=== Stated problem ===
Format the material from the line that contains "Mark the region of each instance of the electrical" through the end as a two-column CSV with columns input and output. Each row pairs a text with its answer, each in a single quoted field with line breaks replaced by spaces.

** Start Information supplied **

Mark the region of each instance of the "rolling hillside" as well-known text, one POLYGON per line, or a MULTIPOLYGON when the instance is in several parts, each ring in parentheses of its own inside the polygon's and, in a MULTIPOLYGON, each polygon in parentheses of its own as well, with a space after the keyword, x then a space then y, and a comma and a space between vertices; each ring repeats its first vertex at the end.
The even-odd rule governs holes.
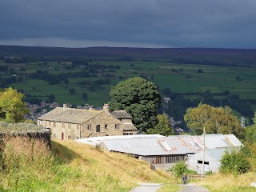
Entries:
POLYGON ((91 58, 96 59, 146 59, 194 64, 256 66, 256 50, 218 48, 63 48, 0 46, 0 55, 91 58))

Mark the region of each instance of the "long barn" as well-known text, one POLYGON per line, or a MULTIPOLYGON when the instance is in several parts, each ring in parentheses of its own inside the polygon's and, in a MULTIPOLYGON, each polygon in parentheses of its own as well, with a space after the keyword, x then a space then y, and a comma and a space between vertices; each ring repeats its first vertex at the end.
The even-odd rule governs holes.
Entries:
MULTIPOLYGON (((206 134, 205 149, 239 147, 242 142, 234 134, 206 134)), ((77 140, 78 142, 98 145, 103 150, 134 155, 154 165, 169 167, 180 161, 186 162, 188 156, 203 149, 202 135, 141 134, 129 136, 109 136, 77 140)))

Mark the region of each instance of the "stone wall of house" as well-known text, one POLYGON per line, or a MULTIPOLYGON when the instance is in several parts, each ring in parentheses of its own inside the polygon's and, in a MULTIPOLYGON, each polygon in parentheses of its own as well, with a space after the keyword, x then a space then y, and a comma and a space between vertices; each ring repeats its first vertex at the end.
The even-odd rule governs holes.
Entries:
POLYGON ((81 137, 89 138, 106 135, 122 135, 123 130, 122 125, 122 122, 120 120, 103 112, 82 125, 81 137), (99 132, 97 131, 97 126, 99 126, 99 132))
POLYGON ((124 130, 123 134, 124 135, 135 135, 138 134, 138 130, 124 130))
POLYGON ((106 112, 100 113, 83 124, 39 120, 38 124, 49 127, 51 138, 61 140, 123 134, 122 122, 106 112), (99 132, 97 126, 99 126, 99 132))

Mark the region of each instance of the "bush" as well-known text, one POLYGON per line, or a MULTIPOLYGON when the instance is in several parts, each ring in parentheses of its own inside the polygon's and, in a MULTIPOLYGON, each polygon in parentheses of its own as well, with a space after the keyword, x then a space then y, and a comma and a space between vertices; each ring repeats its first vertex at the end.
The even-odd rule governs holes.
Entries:
POLYGON ((242 151, 236 151, 234 150, 230 153, 228 150, 226 150, 220 162, 220 172, 222 173, 244 174, 250 168, 250 162, 244 154, 242 151))
POLYGON ((174 174, 176 177, 180 178, 183 175, 184 173, 186 172, 187 169, 185 162, 178 162, 174 167, 173 170, 174 171, 174 174))

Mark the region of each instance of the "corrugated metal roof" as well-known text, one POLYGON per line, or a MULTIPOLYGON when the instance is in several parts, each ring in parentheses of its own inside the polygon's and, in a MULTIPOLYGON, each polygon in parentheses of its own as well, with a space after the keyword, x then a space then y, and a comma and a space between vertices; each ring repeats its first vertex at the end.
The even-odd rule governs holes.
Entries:
POLYGON ((46 120, 61 122, 83 123, 93 117, 102 113, 103 110, 82 110, 56 107, 54 110, 39 117, 38 120, 46 120))
MULTIPOLYGON (((232 149, 230 148, 210 149, 210 150, 206 150, 205 153, 206 154, 208 154, 212 158, 215 159, 217 162, 219 162, 226 150, 228 150, 229 152, 230 152, 232 149)), ((202 154, 202 153, 203 151, 200 151, 199 153, 194 154, 189 156, 189 158, 193 159, 193 158, 195 158, 195 157, 199 157, 199 158, 197 160, 202 160, 202 155, 201 154, 202 154)))
POLYGON ((122 124, 122 129, 123 129, 123 130, 138 130, 136 126, 134 126, 134 125, 132 122, 130 122, 130 123, 123 123, 122 124))
POLYGON ((132 138, 165 138, 161 134, 136 134, 136 135, 115 135, 115 136, 104 136, 104 137, 92 137, 88 138, 80 138, 75 140, 78 142, 83 144, 88 144, 91 146, 96 146, 99 144, 103 140, 114 140, 114 139, 126 139, 132 138))
POLYGON ((128 118, 131 119, 132 117, 127 113, 126 110, 114 110, 110 112, 110 114, 112 114, 114 117, 117 118, 128 118))
MULTIPOLYGON (((174 135, 164 137, 150 134, 127 136, 108 136, 94 139, 98 140, 98 143, 101 142, 100 144, 106 147, 108 150, 142 156, 194 154, 201 151, 203 148, 202 136, 174 135)), ((92 139, 86 138, 77 141, 90 144, 88 141, 92 139)), ((206 134, 206 149, 230 147, 226 144, 230 141, 232 141, 232 147, 242 145, 234 134, 206 134)), ((89 142, 92 142, 92 141, 89 142)))

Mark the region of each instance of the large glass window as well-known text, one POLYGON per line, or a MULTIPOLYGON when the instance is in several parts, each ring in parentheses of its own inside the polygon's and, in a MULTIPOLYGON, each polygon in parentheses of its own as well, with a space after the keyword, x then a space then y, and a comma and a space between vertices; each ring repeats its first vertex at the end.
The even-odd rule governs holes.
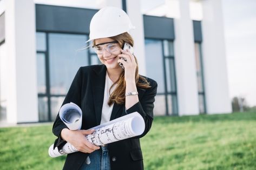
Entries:
POLYGON ((145 39, 147 76, 157 82, 154 113, 178 114, 173 43, 167 40, 145 39))
POLYGON ((84 35, 49 35, 51 94, 65 95, 78 68, 88 65, 87 51, 78 50, 86 39, 84 35))
POLYGON ((0 122, 6 121, 8 65, 5 44, 0 43, 0 122))
POLYGON ((55 120, 78 69, 90 64, 90 53, 81 50, 87 39, 84 35, 37 32, 40 121, 55 120))
POLYGON ((206 112, 205 90, 204 87, 204 74, 202 64, 202 53, 201 44, 195 43, 195 63, 196 67, 196 76, 198 80, 198 90, 199 100, 199 111, 200 113, 206 112))

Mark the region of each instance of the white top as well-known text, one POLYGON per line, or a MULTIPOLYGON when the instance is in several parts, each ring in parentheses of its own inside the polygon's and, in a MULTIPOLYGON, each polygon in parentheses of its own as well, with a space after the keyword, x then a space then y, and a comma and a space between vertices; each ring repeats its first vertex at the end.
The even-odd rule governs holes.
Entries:
MULTIPOLYGON (((111 86, 114 83, 111 80, 109 77, 108 77, 108 72, 107 72, 106 74, 105 89, 104 90, 104 100, 101 113, 101 125, 104 123, 109 121, 110 120, 111 113, 112 113, 112 110, 113 110, 114 104, 111 104, 111 106, 109 106, 108 104, 108 101, 110 97, 109 89, 110 89, 111 86)), ((115 84, 112 89, 111 89, 110 93, 113 93, 116 87, 116 85, 117 84, 115 84)))

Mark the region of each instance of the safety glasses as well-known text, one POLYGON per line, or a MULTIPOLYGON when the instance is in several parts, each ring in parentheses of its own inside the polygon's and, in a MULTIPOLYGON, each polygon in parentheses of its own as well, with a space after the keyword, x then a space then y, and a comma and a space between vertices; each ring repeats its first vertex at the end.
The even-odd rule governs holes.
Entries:
POLYGON ((98 55, 102 55, 104 50, 106 50, 108 52, 113 53, 120 49, 116 40, 99 44, 95 45, 93 48, 98 55))

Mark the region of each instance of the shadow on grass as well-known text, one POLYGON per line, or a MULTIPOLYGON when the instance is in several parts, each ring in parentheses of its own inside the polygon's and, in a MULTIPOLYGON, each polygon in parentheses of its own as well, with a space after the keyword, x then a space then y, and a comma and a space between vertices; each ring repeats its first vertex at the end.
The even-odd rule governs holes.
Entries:
POLYGON ((183 123, 187 122, 215 122, 240 120, 256 120, 255 112, 232 113, 221 114, 200 114, 196 115, 158 116, 155 120, 160 123, 183 123), (163 119, 166 118, 166 119, 163 119))

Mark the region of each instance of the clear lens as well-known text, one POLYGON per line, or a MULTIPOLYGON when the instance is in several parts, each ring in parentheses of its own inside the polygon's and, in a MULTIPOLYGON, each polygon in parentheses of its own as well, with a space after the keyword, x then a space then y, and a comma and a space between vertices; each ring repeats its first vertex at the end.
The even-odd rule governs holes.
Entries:
POLYGON ((117 43, 110 43, 107 44, 105 45, 105 46, 104 46, 104 45, 97 46, 94 47, 93 49, 94 51, 95 51, 97 55, 103 54, 104 50, 106 50, 109 53, 112 53, 119 49, 119 45, 117 43))

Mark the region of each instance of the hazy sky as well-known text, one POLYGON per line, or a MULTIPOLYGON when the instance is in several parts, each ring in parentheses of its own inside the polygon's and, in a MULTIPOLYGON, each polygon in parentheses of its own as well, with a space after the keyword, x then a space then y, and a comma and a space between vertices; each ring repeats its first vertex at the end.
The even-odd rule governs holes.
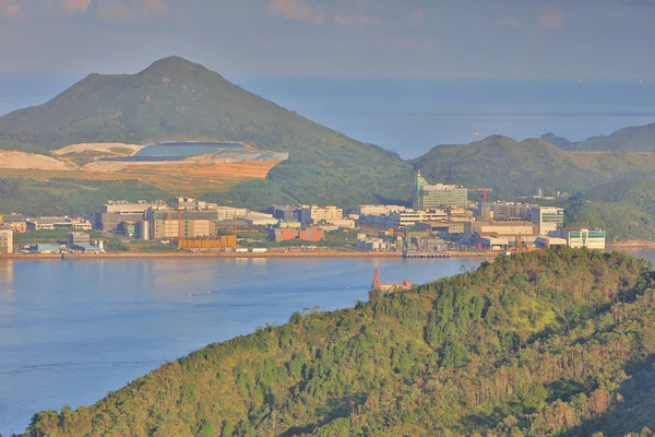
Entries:
POLYGON ((655 0, 0 0, 0 72, 655 78, 655 0))

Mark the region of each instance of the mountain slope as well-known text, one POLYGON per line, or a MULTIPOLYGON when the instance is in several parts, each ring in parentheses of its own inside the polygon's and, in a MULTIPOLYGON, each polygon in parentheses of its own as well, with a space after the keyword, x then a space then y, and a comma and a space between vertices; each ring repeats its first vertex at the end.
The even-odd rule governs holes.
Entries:
POLYGON ((655 426, 653 385, 630 380, 652 374, 654 286, 620 252, 501 257, 210 345, 26 436, 639 432, 655 426))
POLYGON ((495 197, 581 192, 609 180, 655 170, 654 155, 565 152, 537 139, 493 135, 471 144, 439 145, 414 160, 433 182, 491 187, 495 197))
POLYGON ((567 208, 567 224, 602 227, 611 240, 655 237, 655 180, 620 180, 584 193, 567 208))
MULTIPOLYGON (((91 74, 44 105, 0 118, 0 147, 155 139, 242 141, 289 152, 267 184, 278 197, 301 202, 409 198, 410 166, 396 154, 317 125, 177 57, 134 75, 91 74)), ((248 198, 251 187, 237 191, 248 198)))
POLYGON ((571 142, 553 133, 546 133, 543 140, 571 151, 615 151, 615 152, 655 152, 655 123, 620 129, 608 137, 592 137, 585 141, 571 142))

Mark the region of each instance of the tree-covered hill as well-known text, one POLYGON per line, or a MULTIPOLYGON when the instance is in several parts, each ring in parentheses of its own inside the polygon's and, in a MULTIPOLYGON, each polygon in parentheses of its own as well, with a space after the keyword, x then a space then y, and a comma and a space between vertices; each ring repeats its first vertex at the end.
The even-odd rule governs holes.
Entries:
POLYGON ((608 137, 592 137, 585 141, 571 142, 553 133, 541 139, 555 140, 558 147, 570 151, 655 152, 655 123, 619 129, 608 137))
POLYGON ((620 180, 584 193, 567 209, 572 226, 602 227, 612 240, 655 237, 655 180, 620 180))
POLYGON ((655 279, 562 248, 212 344, 26 436, 608 436, 655 428, 655 279))
POLYGON ((549 142, 493 135, 471 144, 433 147, 414 161, 428 180, 491 187, 498 198, 546 192, 583 192, 616 178, 655 170, 655 155, 573 153, 549 142))
MULTIPOLYGON (((0 149, 52 150, 84 142, 164 139, 242 141, 289 152, 264 182, 271 202, 353 204, 410 198, 412 167, 395 153, 354 141, 178 57, 140 73, 90 74, 50 102, 0 118, 0 149)), ((261 182, 237 186, 257 198, 261 182)))

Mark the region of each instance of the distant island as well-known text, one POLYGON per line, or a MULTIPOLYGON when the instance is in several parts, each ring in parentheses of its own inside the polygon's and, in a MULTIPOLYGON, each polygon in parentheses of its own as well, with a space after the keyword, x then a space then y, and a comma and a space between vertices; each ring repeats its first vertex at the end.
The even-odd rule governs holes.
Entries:
POLYGON ((41 412, 25 436, 648 436, 652 271, 559 248, 373 287, 355 308, 295 312, 95 405, 41 412))

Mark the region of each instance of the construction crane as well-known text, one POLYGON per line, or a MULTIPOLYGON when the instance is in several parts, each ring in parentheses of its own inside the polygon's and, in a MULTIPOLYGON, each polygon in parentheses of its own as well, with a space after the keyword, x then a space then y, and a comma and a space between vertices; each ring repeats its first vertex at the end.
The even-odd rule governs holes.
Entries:
POLYGON ((483 191, 483 202, 487 203, 487 191, 493 191, 492 188, 469 188, 468 191, 483 191))

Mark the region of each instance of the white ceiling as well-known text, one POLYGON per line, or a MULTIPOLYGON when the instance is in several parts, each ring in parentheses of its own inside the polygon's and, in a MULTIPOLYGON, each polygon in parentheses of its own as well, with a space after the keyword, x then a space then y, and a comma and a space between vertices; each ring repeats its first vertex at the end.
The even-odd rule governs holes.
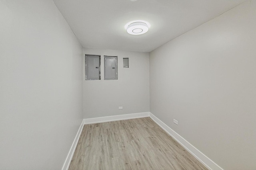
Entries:
POLYGON ((150 52, 245 0, 53 0, 83 47, 150 52), (137 20, 146 33, 129 34, 137 20))

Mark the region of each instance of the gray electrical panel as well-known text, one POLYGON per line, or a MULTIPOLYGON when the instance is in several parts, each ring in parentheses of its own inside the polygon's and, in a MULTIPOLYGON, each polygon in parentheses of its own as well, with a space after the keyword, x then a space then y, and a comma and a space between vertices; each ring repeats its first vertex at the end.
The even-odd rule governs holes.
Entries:
POLYGON ((117 80, 117 56, 104 56, 104 80, 117 80))
POLYGON ((85 80, 100 80, 100 56, 85 55, 85 80))
POLYGON ((129 58, 123 58, 124 68, 129 68, 129 58))

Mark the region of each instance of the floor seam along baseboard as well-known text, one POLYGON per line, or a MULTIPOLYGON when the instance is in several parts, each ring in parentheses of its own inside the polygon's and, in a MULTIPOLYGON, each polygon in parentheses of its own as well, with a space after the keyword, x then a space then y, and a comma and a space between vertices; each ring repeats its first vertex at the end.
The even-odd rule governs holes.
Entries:
POLYGON ((76 136, 75 139, 73 142, 72 146, 71 146, 68 156, 62 167, 62 170, 68 170, 72 157, 75 152, 76 148, 76 147, 80 137, 80 135, 82 133, 84 125, 146 117, 150 117, 161 127, 161 128, 168 133, 169 135, 173 138, 188 152, 191 154, 207 168, 212 170, 223 170, 222 168, 216 163, 150 112, 84 119, 82 121, 76 135, 76 136))

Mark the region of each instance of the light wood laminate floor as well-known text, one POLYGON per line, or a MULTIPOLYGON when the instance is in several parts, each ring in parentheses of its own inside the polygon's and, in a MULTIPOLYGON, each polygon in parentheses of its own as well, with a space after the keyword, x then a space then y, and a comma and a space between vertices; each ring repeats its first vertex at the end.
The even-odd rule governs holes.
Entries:
POLYGON ((73 170, 207 170, 150 117, 85 125, 73 170))

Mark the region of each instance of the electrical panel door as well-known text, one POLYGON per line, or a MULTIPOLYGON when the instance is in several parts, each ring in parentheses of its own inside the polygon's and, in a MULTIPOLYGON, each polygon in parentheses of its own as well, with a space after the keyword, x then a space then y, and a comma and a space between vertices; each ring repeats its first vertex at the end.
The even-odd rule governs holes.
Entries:
POLYGON ((86 55, 86 80, 100 80, 100 56, 86 55))
POLYGON ((104 56, 104 80, 117 80, 117 56, 104 56))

** End Information supplied **

=== Result for this exercise ===
input,output
"Mark the region of each instance of the electrical panel door as well-known text, one POLYGON per line, or a MULTIPOLYGON when the instance is in several parts, each ring in parentheses of its own inside the polygon's and, in a MULTIPOLYGON, each polygon in parentheses of its own as well, with a space after the keyword, x then a space then y, and a comma and a space between vertices; each ring repeats its first vertex at the end. The even-odd rule governs holes. Entries:","POLYGON ((86 55, 86 80, 100 80, 100 56, 86 55)) POLYGON ((104 56, 104 80, 117 80, 117 56, 104 56))"